Exercise – Reproduce every one of the records below without any changes, and omit the pictures from your answer.

Annotation data based on points

┄┄┄┄┄┄

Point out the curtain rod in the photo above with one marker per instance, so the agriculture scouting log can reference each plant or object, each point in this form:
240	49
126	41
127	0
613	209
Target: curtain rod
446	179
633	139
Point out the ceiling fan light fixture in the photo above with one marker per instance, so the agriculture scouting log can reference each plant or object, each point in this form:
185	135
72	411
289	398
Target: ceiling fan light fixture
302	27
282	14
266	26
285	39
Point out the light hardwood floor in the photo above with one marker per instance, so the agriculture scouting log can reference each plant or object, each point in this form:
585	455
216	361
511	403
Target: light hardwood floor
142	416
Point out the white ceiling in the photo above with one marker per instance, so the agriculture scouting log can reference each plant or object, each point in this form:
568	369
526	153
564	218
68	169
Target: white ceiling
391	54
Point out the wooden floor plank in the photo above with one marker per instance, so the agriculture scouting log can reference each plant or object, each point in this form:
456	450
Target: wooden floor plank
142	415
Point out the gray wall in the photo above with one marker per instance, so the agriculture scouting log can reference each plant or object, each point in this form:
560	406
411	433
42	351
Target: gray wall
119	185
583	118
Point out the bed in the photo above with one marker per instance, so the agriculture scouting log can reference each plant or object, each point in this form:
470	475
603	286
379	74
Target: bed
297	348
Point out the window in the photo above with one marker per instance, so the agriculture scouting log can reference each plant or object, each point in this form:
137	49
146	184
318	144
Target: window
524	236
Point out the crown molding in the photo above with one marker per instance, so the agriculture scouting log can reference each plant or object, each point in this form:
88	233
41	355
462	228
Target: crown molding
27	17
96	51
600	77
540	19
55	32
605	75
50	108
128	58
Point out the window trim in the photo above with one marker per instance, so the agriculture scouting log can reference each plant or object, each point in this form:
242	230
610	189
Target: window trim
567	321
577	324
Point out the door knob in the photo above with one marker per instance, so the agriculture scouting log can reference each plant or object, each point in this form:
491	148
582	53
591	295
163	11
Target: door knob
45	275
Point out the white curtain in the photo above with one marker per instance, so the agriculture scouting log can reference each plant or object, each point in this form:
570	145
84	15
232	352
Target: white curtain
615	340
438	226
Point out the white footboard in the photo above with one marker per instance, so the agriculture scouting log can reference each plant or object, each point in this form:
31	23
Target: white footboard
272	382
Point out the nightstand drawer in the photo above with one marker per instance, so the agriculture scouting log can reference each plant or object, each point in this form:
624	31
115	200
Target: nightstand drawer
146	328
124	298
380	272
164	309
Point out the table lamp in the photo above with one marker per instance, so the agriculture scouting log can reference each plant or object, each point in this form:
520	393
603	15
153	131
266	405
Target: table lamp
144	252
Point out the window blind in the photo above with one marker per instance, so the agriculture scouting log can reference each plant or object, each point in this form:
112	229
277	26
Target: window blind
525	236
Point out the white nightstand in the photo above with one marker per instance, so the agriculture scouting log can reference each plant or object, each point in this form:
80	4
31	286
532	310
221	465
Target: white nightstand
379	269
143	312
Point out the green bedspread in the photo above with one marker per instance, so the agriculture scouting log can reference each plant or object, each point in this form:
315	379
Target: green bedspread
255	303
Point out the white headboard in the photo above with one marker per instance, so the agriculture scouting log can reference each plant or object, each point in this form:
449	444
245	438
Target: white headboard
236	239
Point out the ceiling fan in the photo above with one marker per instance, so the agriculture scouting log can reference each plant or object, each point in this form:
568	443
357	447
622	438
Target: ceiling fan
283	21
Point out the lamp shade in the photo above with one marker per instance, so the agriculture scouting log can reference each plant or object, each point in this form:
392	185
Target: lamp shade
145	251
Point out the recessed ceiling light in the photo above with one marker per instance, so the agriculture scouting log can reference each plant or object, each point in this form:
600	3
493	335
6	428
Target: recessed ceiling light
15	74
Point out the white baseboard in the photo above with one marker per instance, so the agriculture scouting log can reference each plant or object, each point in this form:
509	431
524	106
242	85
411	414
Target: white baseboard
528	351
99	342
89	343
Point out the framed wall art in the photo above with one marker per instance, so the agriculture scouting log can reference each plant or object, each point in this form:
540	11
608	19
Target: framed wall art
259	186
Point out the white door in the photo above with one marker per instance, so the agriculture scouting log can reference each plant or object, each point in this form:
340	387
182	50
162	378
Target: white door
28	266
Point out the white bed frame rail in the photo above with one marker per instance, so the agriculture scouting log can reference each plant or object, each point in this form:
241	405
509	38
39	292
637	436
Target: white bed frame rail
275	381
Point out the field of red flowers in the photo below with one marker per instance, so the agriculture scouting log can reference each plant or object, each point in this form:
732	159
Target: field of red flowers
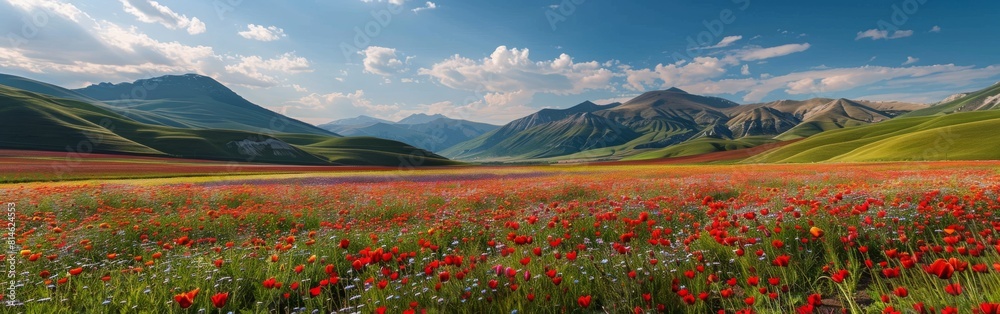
878	238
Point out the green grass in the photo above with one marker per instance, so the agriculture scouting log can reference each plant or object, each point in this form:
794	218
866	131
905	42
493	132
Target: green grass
37	122
957	104
960	136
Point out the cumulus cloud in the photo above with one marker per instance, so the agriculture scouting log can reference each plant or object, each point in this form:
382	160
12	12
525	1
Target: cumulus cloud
381	60
876	34
427	6
254	71
394	2
727	41
508	71
261	33
79	47
357	99
148	11
771	52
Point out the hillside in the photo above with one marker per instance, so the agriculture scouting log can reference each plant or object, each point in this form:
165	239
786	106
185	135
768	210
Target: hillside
58	124
985	99
192	101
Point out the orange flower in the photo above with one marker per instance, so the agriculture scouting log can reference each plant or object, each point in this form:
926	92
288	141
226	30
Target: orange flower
816	232
186	299
940	268
219	299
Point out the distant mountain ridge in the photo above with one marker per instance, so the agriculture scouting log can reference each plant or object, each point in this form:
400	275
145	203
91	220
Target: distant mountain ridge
657	120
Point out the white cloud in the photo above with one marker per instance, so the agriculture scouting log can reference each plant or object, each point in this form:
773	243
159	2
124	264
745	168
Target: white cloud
261	33
771	52
381	60
394	2
703	68
726	41
876	34
254	71
513	71
341	101
427	6
148	11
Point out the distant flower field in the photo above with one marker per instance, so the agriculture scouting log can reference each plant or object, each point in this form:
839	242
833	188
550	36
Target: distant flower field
878	238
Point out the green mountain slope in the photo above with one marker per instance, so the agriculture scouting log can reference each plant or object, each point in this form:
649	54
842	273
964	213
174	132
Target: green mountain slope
667	123
192	101
431	132
40	122
959	136
702	146
985	99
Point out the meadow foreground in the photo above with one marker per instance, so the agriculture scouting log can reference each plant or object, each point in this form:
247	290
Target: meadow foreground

┄┄┄┄┄┄

Worked solution –
Point out the curtain rod in the photo above with one marker per instance, so the agriculture scouting log can reference each plant or object, each point in this form:
240	49
126	41
127	0
613	209
Target: curtain rod
446	179
633	139
Point out the ceiling fan light fixture in the photo above with one marker per instance, so the agriculture scouting log can reference each plant or object, each point in this form:
185	135
72	411
289	398
Target: ceiling fan light fixture
302	27
282	14
266	26
285	39
Point out the light hardwood floor in the photo above with one marker per instance, so the agriculture scouting log can reference each plant or object, each point in this form:
585	455
216	361
511	403
Target: light hardwood floor
142	416
Point out the white ceiling in the photo above with one marker per instance, so the agriculture scouting log can reference each plant or object, each point in this form:
568	369
526	153
564	218
68	169
Target: white ceiling
391	54
Point out the wooden floor plank in the photo above with one marker per instance, so the agriculture scouting log can reference each plant or object, each point in this form:
456	450
Target: wooden floor plank
142	415
Point out the gray wall in the photo above with one marker per instance, so the agriculture scouting log can reference each plant or object, each point in this form:
560	406
411	433
42	351
Target: gray wall
119	185
583	118
Point out the bed in the photo above with one marker per instance, so the agriculture scouting log can reference each plant or object, each point in this form:
470	475
603	286
379	74
Target: bed
297	348
Point out the window in the photo above with one marker per instance, so the agriculture scouting log can reference each plant or object, each point in this form:
137	49
146	184
318	144
Target: window
524	236
Point out the crown molding in the photo above with one marker per instance, so the agriculture scouting log can reference each plant or object, each point in this form:
88	233
41	355
462	228
Target: crown molding
27	17
96	51
600	77
540	19
55	32
605	75
50	108
128	58
Point out the window trim in the photo above with one marker per instance, so the agriculture scouting log can reference each plant or object, each point in this form:
242	230
610	189
Target: window trim
567	321
577	324
Point out the door knob in the photo above with one marker per instance, so the agriculture scouting log can reference each plant or object, each point in this form:
491	148
582	53
591	295
163	11
Target: door knob
45	275
Point out the white curtain in the photo above with one marker per instance, so the agriculture scouting log can reference each plant or object, each point in this form:
570	145
84	15
232	352
Target: white curtain
615	340
438	226
Point out the white footboard in the photo above with one marker per instance, so the agriculture scouting log can reference each plant or object, each point in this form:
31	23
Target: white footboard
272	382
Point out the nightstand drawer in the photo above with one marker per instance, so the agriculture scouting log can reference each plant or object, each point in this form:
624	31
115	200
Target: nightstand drawer
146	328
124	298
380	272
164	309
Point out the table lamp in the photo above with one marker per instance, so the agriculture scouting log can reference each plant or object, each point in this form:
520	393
603	15
153	131
266	405
Target: table lamp
144	252
Point out the window blind in the photo above with one marker per instance, so the agriculture scouting log can reference each plant or object, each point in this form:
112	229
277	26
Target: window blind
525	236
Point out the white nightstand in the photo above with one marker per instance, so the agriculture scouting log can reference each plant or object, each point in this form:
80	4
31	286
532	310
221	465
Target: white nightstand
379	269
143	312
Point out the green bedspread in the photo above with one marker per instance, so the agriculture scouting log can reference each plant or object, each point in this form:
315	379
Target: green bedspread
255	303
Point out the white headboard in the photo above with one marker per instance, so the agriculture scouting log can reference each plant or object, each point in this form:
449	444
245	438
Target: white headboard
236	239
Point out the ceiling fan in the photo above with one marker per instance, so the agriculture scouting log can reference each plant or object, each point in this form:
568	443
357	447
622	438
Target: ceiling fan
283	21
Point out the lamp shade in the photo above with one marker per instance, so the agriculture scouting log can reference each plant or object, each point in this form:
392	185
Target: lamp shade
145	251
Point out the recessed ceiling light in the photo above with one marker per instance, so the agriculture scouting log can reference each plant or object, each point in this form:
600	3
493	335
6	428
Target: recessed ceiling light
15	74
Point out the white baseboard in the photo above with one marker per instance, so the agriculture scouting log can reference each plant or object, each point in this form:
509	431
524	106
242	85
411	414
Target: white baseboard
528	351
99	342
89	343
Point out the framed wall art in the photo above with one marker per instance, so the agriculture scouting log can reference each plant or object, each point in this form:
540	11
608	19
Target: framed wall art
259	186
Point out the white door in the photo above with one marker per instance, so the agriculture scouting log can reference each plant or object, each point in this form:
340	387
182	50
162	378
Target: white door
28	266
Point out the white bed frame rail in the photo above with one marker per instance, so the agriculture scouting log can reference each plant or object, each point in this form:
241	405
509	38
39	292
637	436
Target: white bed frame rail
275	381
Point out the field of red flowers in the photo below with one marker per instance, so the agriculture scouting log can reference each plant or object, each point in this form:
732	159
Target: field of red flowers
878	238
Point out the green grass in the photo above with one marker per instance, so the agriculture scouting log can reference each plant or object, each point in this form:
794	218
866	131
905	42
493	132
Target: green grass
37	122
957	104
960	136
Point out the cumulus cloud in the photo above with one marker per instance, so the agriculture scouting log can reference each plant or object, each point in this form:
382	160
12	12
525	1
Target: cumulus cloud
381	60
876	34
427	6
254	71
394	2
727	41
508	71
261	33
79	47
357	99
148	11
771	52
Point out the hillside in the photo above with one marker per instance, so the agriculture scouting log can reference each plant or object, each point in this form:
165	239
786	106
185	135
768	210
Target: hillside
58	124
985	99
192	101
Point out the orange flower in the photo above with one marker per instance, so the agriculture scouting log can reference each plant or object, each point in this form:
926	92
288	141
226	30
Target: orange flower
816	232
186	299
940	268
219	299
Point out the distant mountain ridge in the photo above with one marker per instance, so the agriculture scouting log can reference each plant or object, each point in this form:
400	275
145	203
91	220
Target: distant mountain ridge
657	120
Point out the white cloud in the photo above with one marker per instance, so the agriculture scouting log can reference each plant or object, each point in this form:
773	243
159	2
124	264
745	168
Target: white cloud
261	33
771	52
381	60
394	2
703	68
726	41
876	34
254	71
513	71
341	101
427	6
148	11
Point out the distant flower field in the photo above with one marker per instance, so the agriculture scouting log can reference each plant or object, each point in this form:
839	242
833	188
550	36
Target: distant flower field
878	238
Point out the green mountain slope in the photo above with one marker per instance, so the agriculture scouting log can reference each plant or object, each point in this form:
649	54
842	273
964	213
174	132
Target: green mountain slope
667	123
192	101
431	132
40	122
959	136
702	146
985	99
Point out the meadow foreground in the photo above with one marker per instance, so the agriculture scouting log can reference each plant or object, each point in this form:
247	290
Target: meadow foreground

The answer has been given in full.